De slotsom is dat verzoekster onrechtmatig is gedwongen een coronatest te ondergaan en dat haar klacht daarover gegrond moet worden verklaard. De beslissing van de zorgverantwoordelijke van 15 december 2020 dient op dit onderdeel vernietigd te worden.
4.9.
Nu de onrechtmatigheid van de beslissing van de zorgverantwoordelijke is gegeven, heeft verzoekster aanspraak op vergoeding van de door haar geleden schade. Door verzoekster is verzocht om toekenning van een bedrag van € 500,-. De instelling heeft (subsidiair) aangevoerd een bedrag van € 50,- redelijk te vinden. De rechtbank overweegt dat de gedwongen coronatest in het geval van verzoekster extra ingrijpend is geweest, omdat zij juist vanwege haar psychotische belevingen over het coronavirus in de instelling opgenomen was. Verzoekster verzette zich daarom hevig tegen de afname van de test, waardoor fysieke dwang is uitgeoefend om de test af te nemen. Verzoekster heeft dit als zeer heftig ervaren en sprak op de zitting uit ‘liever dood te gaan dan een wattenstaafje in mijn neus te krijgen’.

Aangeleverde items:

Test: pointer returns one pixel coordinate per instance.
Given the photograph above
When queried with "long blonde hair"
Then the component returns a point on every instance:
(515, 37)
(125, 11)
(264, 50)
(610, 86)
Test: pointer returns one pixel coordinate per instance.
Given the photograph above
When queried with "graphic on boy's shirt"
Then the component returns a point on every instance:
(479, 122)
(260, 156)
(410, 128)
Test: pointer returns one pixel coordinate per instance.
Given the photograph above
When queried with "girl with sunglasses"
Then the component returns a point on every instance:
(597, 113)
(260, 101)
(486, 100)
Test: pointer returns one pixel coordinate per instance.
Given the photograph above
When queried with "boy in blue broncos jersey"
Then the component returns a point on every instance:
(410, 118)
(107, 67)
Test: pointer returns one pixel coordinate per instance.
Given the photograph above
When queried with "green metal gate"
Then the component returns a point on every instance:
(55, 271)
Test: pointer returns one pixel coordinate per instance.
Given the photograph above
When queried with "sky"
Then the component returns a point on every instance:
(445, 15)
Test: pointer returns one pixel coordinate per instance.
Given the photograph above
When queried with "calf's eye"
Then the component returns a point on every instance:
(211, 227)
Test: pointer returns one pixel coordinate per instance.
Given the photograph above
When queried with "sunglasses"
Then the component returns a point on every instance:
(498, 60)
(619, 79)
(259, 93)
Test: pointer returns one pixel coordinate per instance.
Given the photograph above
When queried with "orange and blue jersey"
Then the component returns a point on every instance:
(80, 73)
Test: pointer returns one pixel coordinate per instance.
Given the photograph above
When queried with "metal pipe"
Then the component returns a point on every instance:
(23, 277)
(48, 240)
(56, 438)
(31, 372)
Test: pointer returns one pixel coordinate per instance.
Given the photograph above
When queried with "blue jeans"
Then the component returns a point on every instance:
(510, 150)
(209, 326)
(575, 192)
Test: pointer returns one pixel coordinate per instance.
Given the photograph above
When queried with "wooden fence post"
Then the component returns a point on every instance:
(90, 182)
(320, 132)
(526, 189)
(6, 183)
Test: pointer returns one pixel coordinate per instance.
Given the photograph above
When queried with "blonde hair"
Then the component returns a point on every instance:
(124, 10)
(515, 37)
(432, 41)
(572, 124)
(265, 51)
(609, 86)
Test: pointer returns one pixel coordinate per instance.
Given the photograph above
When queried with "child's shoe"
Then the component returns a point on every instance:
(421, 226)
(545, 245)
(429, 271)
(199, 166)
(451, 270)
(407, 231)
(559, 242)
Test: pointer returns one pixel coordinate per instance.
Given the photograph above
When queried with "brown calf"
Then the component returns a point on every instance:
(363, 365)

Opdrachten:
a - Vertaal deze zin uit het fragment in het Engels: "Door verzoekster is verzocht om toekenning van een bedrag van € 500,-."
b - Beantwoord met behulp van het fragment de volgende vragen.
(i) Van welke datum is de beslissing van de zorgverantwoordelijke?
(ii) Welk bedrag vindt de instelling (subsidiair) redelijk?
(iii) Waarom was verzoekster in de instelling opgenomen?
c - Noem alle datums en geldbedragen die in het fragment voorkomen.

Antwoorden:
a - The petitioner requested an award of € 500.

b -
(i) 15 december 2020
(ii) € 50,-
(iii) Vanwege haar psychotische belevingen over het coronavirus.

c -
15 december 2020
€ 500,-
€ 50,-